§ Your task:
Your copy should hold every record exactly and no images.

§ Source data:
━━━━━━

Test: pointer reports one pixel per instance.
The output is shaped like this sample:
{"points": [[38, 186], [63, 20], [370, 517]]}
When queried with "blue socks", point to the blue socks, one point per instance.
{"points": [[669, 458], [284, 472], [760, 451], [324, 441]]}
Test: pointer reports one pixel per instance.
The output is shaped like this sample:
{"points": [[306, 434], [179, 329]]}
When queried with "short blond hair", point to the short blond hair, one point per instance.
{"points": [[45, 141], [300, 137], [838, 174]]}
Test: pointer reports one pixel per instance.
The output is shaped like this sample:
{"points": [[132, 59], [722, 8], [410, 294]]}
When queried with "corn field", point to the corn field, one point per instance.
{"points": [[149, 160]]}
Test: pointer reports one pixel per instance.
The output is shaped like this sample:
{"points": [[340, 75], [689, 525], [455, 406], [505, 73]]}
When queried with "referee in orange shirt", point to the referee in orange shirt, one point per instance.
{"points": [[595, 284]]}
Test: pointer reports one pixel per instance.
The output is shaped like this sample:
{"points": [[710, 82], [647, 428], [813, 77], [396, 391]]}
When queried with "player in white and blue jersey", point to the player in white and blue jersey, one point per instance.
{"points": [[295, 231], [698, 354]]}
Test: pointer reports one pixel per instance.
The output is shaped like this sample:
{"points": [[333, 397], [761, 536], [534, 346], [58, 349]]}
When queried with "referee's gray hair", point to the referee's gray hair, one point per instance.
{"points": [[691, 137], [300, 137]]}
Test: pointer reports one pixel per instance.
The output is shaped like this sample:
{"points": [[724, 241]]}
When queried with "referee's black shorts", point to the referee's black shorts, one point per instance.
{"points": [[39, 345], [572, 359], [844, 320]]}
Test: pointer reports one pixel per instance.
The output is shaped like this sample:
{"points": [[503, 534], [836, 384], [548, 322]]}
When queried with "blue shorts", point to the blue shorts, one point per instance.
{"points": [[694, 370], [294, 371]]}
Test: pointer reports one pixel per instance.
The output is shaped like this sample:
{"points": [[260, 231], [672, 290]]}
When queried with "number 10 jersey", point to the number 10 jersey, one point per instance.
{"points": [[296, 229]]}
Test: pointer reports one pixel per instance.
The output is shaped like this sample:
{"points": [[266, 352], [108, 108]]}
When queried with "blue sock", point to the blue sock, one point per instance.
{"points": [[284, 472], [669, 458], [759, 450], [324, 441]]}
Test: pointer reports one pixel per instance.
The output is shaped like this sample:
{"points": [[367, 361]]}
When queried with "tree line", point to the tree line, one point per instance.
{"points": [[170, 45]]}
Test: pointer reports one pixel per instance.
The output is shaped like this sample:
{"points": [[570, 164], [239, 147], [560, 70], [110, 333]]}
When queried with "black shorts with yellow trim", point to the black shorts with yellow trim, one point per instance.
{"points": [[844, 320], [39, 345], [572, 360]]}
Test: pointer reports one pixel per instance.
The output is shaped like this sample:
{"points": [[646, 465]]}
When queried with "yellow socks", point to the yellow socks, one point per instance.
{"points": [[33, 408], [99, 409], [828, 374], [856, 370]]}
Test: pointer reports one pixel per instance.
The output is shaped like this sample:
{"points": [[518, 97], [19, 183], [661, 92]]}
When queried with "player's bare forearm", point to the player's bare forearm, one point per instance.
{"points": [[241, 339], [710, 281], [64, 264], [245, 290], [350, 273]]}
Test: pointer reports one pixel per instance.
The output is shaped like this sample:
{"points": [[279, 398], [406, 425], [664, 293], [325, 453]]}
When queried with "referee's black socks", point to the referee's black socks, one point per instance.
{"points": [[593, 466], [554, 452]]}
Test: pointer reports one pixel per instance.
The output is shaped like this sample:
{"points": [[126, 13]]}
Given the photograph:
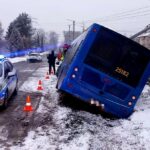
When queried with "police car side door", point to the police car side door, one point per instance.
{"points": [[13, 76], [8, 80]]}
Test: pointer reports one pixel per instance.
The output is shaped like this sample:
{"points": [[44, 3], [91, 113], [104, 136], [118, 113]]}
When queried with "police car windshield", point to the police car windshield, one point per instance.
{"points": [[1, 71]]}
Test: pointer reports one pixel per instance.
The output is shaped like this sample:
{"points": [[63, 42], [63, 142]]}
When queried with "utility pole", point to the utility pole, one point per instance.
{"points": [[73, 29], [83, 27], [69, 34]]}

━━━━━━

§ Your solution:
Test: pointer reports one pixel per instance.
The output is shaped like this sample:
{"points": [[38, 186], [63, 20], [370, 517]]}
When queried with "blue socks", point to the blue socks, one point per instance.
{"points": [[669, 458], [284, 472], [760, 451], [324, 441]]}
Test: pointer reports one pixel per instance.
The output is shaped like this sample:
{"points": [[306, 434], [179, 329]]}
When queried with "short blond hair", point to the short blond hair, one point per instance.
{"points": [[45, 141], [300, 137], [838, 174]]}
Test: pointer reports one pixel per instance.
The output is shaped like this sample:
{"points": [[132, 59], [722, 8], [410, 294]]}
When queried with "corn field", point to the corn field, one point per instance.
{"points": [[149, 160]]}
Test: pointer reports one pixel per instance.
The output is shaped like this sample:
{"points": [[340, 75], [689, 525], [455, 406], [505, 73]]}
When queried with "referee in orange shirt", point to the referee in orange shirt, one point per instance.
{"points": [[595, 284]]}
Test: pointer reports one pixel per instance.
The output is shaped like this sample:
{"points": [[710, 82], [647, 428], [813, 77], [396, 391]]}
When queried with "player in white and blue jersey", point to the player in white and blue jersey, one point per instance.
{"points": [[295, 231], [698, 354]]}
Test: pointer reports one pixel per instance.
The output is shaped like this sample:
{"points": [[333, 397], [761, 536], [534, 346], [58, 349]]}
When queried with "referee's gray hair", point to the referee's gray hair, one point per instance.
{"points": [[691, 137], [300, 137]]}
Test: pointer reports one pixel per instance.
The output is shaped like this sample:
{"points": [[724, 241]]}
When queried with "referee's black shorts", point to the referee's black shorts, one point per instance.
{"points": [[39, 345], [572, 359], [844, 320]]}
Test: pointer reports one pixel per instance.
The output is shaped like this sample:
{"points": [[503, 534], [836, 384], [548, 322]]}
When queried with "blue shorts", point to the blue shorts, one point per instance.
{"points": [[694, 370], [294, 371]]}
Test: pointer reports one pixel per instance.
The output is shaped like this sample:
{"points": [[260, 231], [672, 290]]}
When queried with "number 10 jersey", point to the number 10 jersey, one point per instance.
{"points": [[296, 229]]}
Test: pointer reports one pixel per instance.
The output is shaped like this sample:
{"points": [[266, 352], [108, 108]]}
When queried with "blue sock", point to the blue sock, one point per instance.
{"points": [[284, 472], [669, 458], [759, 450], [324, 441]]}
Test: pointer reports one pixel per instance.
The output is shaped like this sample:
{"points": [[367, 361]]}
When queried with "tree line", point to the tree line, one point per instance.
{"points": [[170, 45]]}
Test: pointer reports one pixel per instance.
The output is shaped like this sample:
{"points": [[570, 164], [239, 147], [560, 70], [110, 333]]}
When queried with "black shorts with yellow trim", point to the black shorts with yellow trim, one point per instance.
{"points": [[844, 320], [39, 345], [572, 360]]}
Test: pointer reports one pixel per instance.
The output is shaped like this sample:
{"points": [[646, 465]]}
When queried with "yellow socks", point to the yellow socks, one point per instance.
{"points": [[33, 408], [99, 409], [828, 374], [856, 370]]}
Test: pointer reports one pixel per instance.
The output is shaped like this sample:
{"points": [[518, 97], [19, 183], [661, 92]]}
When queried with "player's bare forearm", point to the player's bare forearm, one point per instance.
{"points": [[241, 339], [710, 281], [64, 264], [245, 290], [350, 273]]}
Test: pointer reports one pixel per instance.
The output is shaped like this sample:
{"points": [[279, 398], [406, 425], [664, 293], [325, 453]]}
When queried with "referee's black socks", point to the referee's black socks, one point per instance.
{"points": [[593, 466], [554, 452]]}
Test: pointer reports one pixel per instance.
The output is shaped like this sample:
{"points": [[126, 13]]}
Given the photograph:
When queried with "police car side door", point to the police car side door, one point per instance.
{"points": [[13, 76], [8, 80]]}
Test: pointer reports one pixel per instance.
The output is shaped like this sample:
{"points": [[44, 3], [91, 113], [104, 136], [118, 113]]}
When queried with "police car windshield", point to the police car windshield, one point per instance.
{"points": [[1, 71]]}
Test: pointer reports one pixel per instance.
The output is shaped like this sample:
{"points": [[63, 42], [63, 142]]}
When queried with "utility pole", point to the utility pole, one point per instance.
{"points": [[73, 29], [83, 27], [69, 34]]}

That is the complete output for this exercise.